State how many lines in the entries below include the string "body", and give nothing beyond that number.

Point-per-instance localization data
========

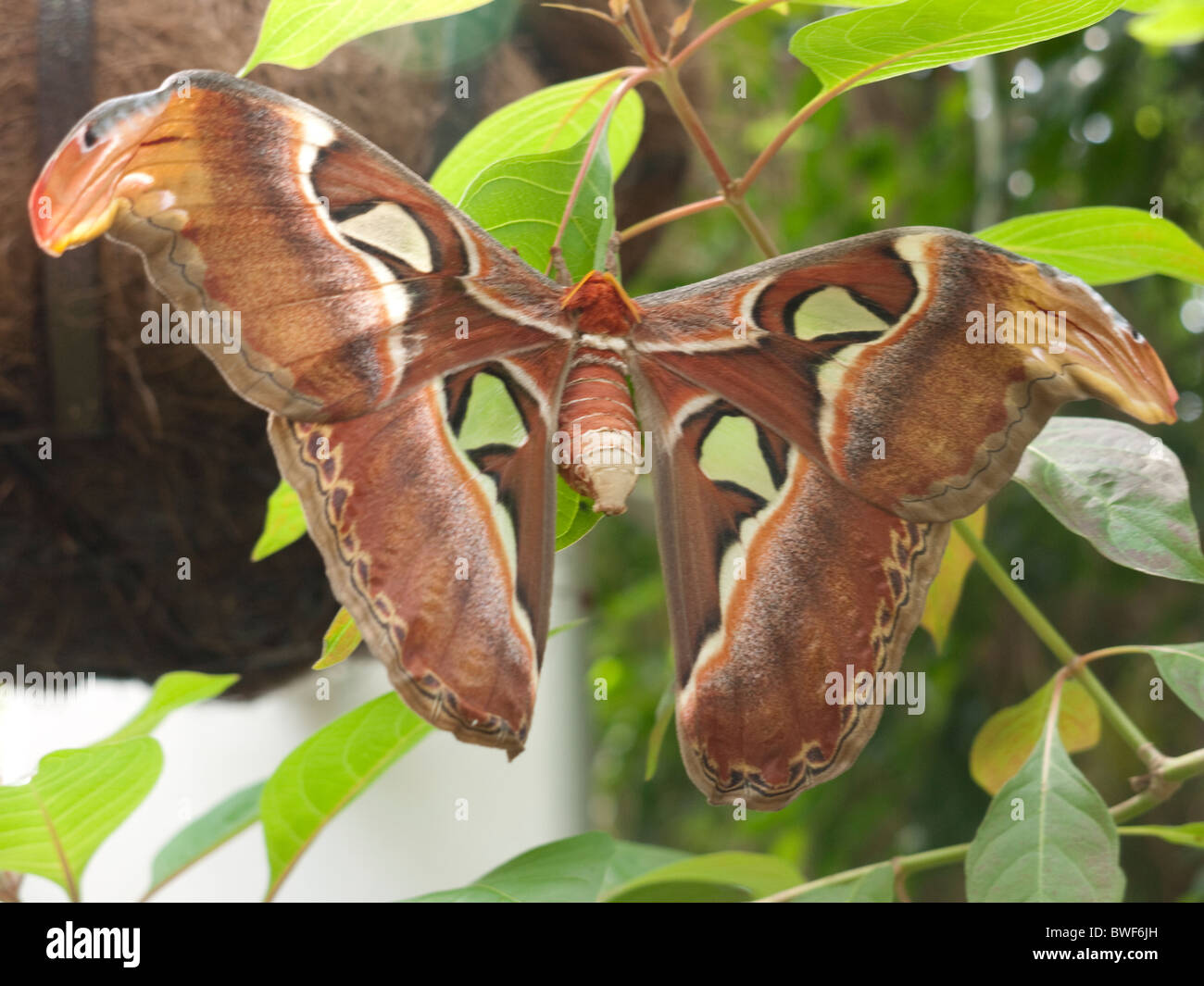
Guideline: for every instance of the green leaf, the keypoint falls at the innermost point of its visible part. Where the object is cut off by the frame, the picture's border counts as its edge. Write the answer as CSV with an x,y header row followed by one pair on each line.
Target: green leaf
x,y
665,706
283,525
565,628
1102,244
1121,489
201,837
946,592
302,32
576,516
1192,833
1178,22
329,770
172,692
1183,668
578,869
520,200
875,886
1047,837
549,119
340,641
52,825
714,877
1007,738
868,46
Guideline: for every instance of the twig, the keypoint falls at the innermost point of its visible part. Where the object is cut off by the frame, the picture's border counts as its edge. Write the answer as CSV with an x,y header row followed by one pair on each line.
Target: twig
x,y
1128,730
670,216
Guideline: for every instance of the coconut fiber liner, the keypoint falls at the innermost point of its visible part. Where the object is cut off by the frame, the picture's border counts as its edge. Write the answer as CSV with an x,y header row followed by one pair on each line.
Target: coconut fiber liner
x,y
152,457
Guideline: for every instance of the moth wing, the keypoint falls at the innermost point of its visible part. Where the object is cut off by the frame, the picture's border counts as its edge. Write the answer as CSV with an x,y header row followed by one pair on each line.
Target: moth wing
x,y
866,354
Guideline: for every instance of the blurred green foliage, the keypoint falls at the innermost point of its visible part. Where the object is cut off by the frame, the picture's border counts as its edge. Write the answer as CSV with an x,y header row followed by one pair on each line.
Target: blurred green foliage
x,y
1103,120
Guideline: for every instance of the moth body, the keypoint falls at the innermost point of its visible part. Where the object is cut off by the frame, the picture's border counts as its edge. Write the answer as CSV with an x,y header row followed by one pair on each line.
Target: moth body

========

__WRITTEN ANSWER__:
2